§ **The task**
Locate each line in the items below that contains the word "breast", treating uppercase and lowercase as distinct, and copy every such line in full.
----------------------------------------
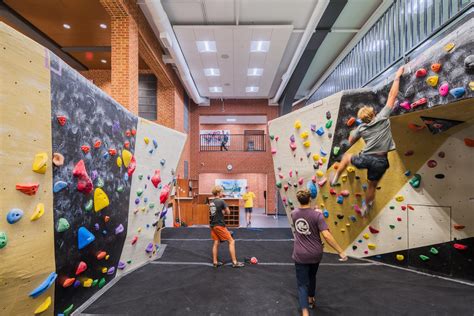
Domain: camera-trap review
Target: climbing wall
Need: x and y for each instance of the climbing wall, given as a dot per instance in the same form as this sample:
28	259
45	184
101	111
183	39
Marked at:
73	169
26	246
153	177
432	128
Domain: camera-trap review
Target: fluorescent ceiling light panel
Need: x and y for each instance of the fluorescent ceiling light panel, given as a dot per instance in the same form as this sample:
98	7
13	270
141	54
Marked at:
206	46
255	72
215	89
259	46
212	72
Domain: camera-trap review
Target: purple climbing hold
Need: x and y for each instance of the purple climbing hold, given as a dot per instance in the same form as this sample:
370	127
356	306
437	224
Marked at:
119	229
149	248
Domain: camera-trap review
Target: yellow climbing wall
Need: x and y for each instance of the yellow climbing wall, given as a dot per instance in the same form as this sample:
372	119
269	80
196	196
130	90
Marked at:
25	130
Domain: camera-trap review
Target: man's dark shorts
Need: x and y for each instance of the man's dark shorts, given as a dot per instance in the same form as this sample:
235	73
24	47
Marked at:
375	165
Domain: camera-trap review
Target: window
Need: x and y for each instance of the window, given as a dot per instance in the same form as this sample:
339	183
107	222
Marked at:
147	104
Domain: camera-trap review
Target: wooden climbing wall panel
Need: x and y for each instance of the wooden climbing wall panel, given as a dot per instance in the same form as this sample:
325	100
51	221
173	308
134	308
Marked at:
25	130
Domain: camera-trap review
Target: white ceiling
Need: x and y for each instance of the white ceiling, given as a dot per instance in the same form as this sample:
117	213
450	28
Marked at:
232	119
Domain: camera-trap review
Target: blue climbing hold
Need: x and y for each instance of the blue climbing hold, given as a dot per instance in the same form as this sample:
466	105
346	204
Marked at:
44	286
14	215
59	186
312	189
457	92
84	237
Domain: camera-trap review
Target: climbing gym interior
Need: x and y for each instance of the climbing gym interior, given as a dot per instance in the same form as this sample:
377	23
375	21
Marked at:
139	110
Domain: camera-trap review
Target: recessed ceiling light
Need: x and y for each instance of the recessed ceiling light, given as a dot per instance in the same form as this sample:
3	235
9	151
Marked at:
259	46
251	89
212	72
255	72
206	46
215	89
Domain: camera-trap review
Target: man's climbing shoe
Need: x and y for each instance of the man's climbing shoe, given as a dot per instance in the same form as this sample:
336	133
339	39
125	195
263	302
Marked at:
238	265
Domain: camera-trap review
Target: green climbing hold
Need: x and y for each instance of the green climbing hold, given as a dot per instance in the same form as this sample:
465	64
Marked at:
89	205
100	183
424	258
68	310
3	239
63	225
101	283
415	181
329	124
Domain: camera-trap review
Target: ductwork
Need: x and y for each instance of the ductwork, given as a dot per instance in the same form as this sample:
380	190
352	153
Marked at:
318	12
159	22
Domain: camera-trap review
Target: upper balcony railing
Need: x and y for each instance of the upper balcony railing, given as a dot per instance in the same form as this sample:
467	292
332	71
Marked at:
232	142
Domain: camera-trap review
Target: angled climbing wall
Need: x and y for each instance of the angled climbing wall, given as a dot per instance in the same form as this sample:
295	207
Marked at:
78	169
429	226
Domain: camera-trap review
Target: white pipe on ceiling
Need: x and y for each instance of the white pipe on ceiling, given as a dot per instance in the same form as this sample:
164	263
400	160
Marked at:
318	12
159	22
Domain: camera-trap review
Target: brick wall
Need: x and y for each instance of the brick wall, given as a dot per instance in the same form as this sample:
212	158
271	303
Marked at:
242	162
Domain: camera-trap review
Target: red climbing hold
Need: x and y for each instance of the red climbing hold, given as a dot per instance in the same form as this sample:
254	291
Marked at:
132	166
85	149
97	144
350	121
469	142
28	188
61	119
460	246
164	194
373	230
81	267
419	102
156	179
420	73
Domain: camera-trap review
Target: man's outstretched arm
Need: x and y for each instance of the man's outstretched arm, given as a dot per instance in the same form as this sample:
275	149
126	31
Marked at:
392	96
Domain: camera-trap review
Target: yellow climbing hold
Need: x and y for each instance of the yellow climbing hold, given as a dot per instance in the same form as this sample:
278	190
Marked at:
40	163
432	81
399	198
39	211
44	306
126	157
101	200
87	283
448	47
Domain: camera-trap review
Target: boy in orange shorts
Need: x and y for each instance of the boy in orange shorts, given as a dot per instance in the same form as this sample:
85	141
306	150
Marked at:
219	232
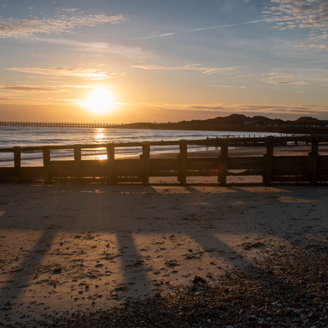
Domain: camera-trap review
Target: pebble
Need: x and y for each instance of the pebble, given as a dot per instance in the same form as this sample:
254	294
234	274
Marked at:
269	294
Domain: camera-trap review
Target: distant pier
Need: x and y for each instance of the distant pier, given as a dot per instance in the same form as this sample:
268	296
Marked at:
311	169
61	124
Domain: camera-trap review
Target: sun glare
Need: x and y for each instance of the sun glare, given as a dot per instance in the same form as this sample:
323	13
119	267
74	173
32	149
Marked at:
100	101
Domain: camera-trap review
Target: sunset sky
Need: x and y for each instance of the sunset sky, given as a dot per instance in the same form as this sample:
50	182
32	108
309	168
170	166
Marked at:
150	60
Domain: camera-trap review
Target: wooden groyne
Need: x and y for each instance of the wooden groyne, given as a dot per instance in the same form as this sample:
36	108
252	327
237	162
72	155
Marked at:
310	169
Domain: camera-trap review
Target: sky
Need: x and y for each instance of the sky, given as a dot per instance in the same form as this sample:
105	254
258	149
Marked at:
162	61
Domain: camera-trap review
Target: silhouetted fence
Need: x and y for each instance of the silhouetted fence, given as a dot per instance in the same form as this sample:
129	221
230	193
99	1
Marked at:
311	168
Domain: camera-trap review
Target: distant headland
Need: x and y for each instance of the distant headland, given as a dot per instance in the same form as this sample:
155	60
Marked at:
233	122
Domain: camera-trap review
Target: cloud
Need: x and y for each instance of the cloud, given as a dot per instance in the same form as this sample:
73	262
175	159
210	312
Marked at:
85	73
298	14
221	86
283	78
102	47
205	70
27	88
290	82
320	46
62	23
198	30
278	75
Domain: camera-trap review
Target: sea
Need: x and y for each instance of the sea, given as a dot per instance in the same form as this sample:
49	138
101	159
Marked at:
11	136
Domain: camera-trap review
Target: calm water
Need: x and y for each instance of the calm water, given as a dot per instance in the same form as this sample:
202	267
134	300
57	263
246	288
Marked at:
42	136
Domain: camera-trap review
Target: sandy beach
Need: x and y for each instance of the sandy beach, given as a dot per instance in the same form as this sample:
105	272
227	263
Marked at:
68	248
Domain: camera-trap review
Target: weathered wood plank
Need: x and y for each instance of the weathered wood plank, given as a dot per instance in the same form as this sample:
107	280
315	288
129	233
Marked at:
313	162
182	163
145	163
46	164
268	163
17	164
244	163
77	161
111	178
223	165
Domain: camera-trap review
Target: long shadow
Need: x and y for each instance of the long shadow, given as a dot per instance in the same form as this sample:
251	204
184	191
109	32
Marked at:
28	267
133	265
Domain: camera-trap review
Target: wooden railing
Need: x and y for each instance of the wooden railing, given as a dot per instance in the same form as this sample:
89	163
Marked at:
311	168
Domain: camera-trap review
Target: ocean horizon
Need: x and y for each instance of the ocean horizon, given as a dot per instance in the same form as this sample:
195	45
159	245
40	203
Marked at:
12	136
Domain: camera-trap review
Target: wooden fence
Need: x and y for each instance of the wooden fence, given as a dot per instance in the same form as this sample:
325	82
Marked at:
274	169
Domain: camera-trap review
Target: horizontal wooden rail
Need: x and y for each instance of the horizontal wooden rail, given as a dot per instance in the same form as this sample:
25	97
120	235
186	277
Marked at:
203	142
273	169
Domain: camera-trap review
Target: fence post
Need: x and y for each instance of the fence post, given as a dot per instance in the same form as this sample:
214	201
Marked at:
111	178
46	164
313	162
77	161
17	162
145	163
268	163
182	163
223	165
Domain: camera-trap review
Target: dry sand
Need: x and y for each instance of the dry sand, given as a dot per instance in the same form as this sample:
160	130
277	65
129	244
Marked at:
78	247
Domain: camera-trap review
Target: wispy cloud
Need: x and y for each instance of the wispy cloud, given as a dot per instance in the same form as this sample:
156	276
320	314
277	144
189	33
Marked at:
197	30
278	75
205	70
62	23
221	86
85	73
24	87
102	47
320	46
290	82
299	14
284	78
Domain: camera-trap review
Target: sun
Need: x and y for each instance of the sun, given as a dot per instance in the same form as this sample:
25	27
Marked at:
100	101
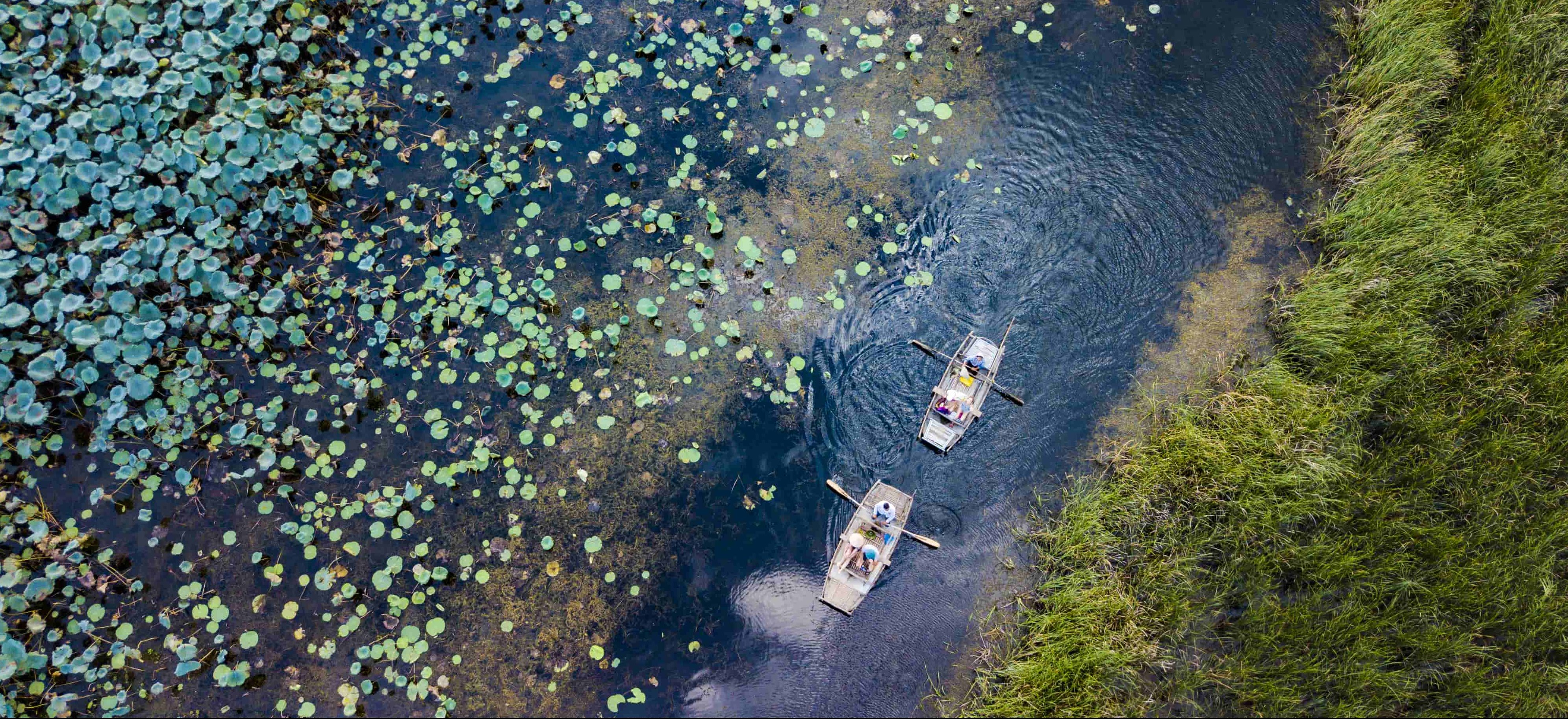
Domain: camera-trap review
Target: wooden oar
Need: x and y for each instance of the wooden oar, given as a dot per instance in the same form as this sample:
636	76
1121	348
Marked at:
999	389
836	488
918	538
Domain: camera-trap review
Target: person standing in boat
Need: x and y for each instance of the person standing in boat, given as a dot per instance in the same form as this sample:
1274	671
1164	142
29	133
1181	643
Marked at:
883	514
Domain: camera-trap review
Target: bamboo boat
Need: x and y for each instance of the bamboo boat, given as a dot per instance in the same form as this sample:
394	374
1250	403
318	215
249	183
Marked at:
962	391
847	585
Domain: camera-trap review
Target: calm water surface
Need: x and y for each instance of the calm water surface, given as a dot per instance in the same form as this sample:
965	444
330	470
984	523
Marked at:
1116	159
1112	157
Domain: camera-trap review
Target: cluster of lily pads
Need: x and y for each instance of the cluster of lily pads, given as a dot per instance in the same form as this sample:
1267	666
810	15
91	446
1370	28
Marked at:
206	278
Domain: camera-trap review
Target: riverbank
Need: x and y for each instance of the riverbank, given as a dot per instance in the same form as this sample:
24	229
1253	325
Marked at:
1370	521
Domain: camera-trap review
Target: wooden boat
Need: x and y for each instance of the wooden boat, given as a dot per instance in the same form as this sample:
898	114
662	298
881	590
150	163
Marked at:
847	585
965	387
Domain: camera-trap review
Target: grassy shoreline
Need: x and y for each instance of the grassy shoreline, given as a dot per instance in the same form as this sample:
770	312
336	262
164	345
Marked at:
1374	521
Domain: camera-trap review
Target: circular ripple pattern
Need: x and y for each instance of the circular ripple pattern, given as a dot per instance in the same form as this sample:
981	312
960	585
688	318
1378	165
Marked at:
1114	157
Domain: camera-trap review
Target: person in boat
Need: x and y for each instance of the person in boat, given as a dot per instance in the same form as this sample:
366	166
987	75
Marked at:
883	514
868	558
863	554
956	406
951	408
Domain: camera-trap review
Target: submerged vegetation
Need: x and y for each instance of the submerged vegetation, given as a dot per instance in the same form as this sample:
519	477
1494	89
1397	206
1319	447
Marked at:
378	360
1374	519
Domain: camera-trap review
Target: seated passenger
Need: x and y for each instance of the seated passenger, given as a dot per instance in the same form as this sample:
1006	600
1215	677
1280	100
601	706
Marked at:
951	410
865	560
883	514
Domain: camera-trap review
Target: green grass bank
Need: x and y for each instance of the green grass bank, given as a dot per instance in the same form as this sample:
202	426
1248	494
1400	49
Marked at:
1374	521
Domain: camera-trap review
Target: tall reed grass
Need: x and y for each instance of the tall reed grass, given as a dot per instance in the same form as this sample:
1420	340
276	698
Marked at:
1376	521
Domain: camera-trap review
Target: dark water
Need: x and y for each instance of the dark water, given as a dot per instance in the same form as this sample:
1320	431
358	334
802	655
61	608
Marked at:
1116	157
1112	157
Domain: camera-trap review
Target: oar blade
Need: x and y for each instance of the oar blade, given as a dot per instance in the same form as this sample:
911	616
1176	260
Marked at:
841	493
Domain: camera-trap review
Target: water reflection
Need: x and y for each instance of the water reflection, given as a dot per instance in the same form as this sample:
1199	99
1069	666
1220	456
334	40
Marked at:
1112	157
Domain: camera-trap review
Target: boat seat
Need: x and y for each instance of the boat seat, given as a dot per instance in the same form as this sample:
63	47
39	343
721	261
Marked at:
940	434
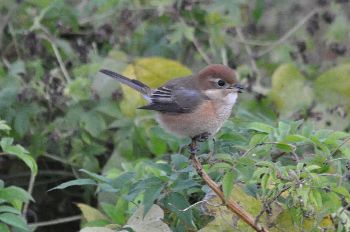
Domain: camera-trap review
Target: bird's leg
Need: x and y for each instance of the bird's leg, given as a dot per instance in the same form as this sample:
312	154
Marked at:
211	153
202	137
193	147
198	138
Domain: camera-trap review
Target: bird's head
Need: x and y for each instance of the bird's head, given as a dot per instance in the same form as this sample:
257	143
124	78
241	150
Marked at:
218	82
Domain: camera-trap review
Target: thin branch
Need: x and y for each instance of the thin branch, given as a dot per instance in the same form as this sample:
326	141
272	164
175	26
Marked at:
257	87
195	204
55	221
231	205
288	33
30	191
267	205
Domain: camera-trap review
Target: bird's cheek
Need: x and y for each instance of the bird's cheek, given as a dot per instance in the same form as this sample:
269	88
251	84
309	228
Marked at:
214	93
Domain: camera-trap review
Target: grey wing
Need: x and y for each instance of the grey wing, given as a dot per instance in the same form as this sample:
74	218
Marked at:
171	100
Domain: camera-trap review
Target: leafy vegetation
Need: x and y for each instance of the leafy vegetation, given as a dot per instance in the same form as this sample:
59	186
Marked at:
284	155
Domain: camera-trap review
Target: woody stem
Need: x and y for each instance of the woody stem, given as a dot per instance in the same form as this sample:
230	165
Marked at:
231	205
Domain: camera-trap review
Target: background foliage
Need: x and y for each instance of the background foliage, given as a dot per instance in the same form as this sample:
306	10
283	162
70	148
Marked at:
284	154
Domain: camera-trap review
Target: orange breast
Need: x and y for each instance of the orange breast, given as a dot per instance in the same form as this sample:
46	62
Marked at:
207	118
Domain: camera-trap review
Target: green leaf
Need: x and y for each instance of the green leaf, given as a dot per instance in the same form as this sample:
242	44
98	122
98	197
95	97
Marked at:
176	202
15	193
90	213
4	126
285	147
78	182
150	195
4	228
14	220
227	183
20	152
312	167
261	127
93	123
152	221
258	10
8	209
184	184
98	178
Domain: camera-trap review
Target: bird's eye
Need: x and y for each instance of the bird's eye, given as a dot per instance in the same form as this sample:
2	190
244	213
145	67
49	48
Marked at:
221	83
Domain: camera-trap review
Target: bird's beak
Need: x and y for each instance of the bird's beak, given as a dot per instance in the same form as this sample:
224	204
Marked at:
238	88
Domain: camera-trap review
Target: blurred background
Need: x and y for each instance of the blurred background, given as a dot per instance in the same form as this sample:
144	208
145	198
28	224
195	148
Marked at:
293	57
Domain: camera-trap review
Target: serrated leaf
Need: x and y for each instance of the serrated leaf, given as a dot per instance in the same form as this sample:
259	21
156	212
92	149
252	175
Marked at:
97	177
152	221
14	220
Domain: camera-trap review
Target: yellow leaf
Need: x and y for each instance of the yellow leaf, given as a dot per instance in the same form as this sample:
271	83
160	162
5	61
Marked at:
333	86
90	213
280	218
152	221
289	91
153	71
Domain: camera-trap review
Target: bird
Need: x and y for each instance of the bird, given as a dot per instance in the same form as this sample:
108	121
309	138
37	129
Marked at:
195	106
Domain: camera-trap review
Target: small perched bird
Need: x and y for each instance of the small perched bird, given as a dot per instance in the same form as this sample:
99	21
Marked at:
195	106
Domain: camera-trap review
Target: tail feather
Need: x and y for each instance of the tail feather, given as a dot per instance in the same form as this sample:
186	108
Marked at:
135	84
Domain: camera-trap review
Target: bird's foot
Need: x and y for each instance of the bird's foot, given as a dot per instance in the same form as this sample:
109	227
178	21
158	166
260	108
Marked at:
201	137
193	147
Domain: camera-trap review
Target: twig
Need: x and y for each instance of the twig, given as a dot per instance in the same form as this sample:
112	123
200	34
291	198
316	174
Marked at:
231	205
30	191
55	221
288	33
59	59
195	204
267	205
257	87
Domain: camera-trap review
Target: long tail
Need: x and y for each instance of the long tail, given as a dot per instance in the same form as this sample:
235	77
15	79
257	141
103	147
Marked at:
135	84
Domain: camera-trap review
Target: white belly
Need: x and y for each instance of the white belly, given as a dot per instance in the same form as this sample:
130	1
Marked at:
208	118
----------------------------------------
§ **Exercise answer**
Target: orange breast
Need: x and y for each instance of the orange breast, given as a dot per instance in the same form as this sample:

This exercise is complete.